> _DATA UNDER STUDY_:

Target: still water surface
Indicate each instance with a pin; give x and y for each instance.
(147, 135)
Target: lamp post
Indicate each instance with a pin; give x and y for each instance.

> _WHAT THE EXERCISE ASKS_:
Your answer should consist of every entry, repeated exactly.

> _YOUR RESPONSE_:
Target: still water surface
Indicate each instance with a pin; give x and y for each instance.
(147, 135)
Target: lamp post
Indicate each instance with a pin; give x and y for each instance.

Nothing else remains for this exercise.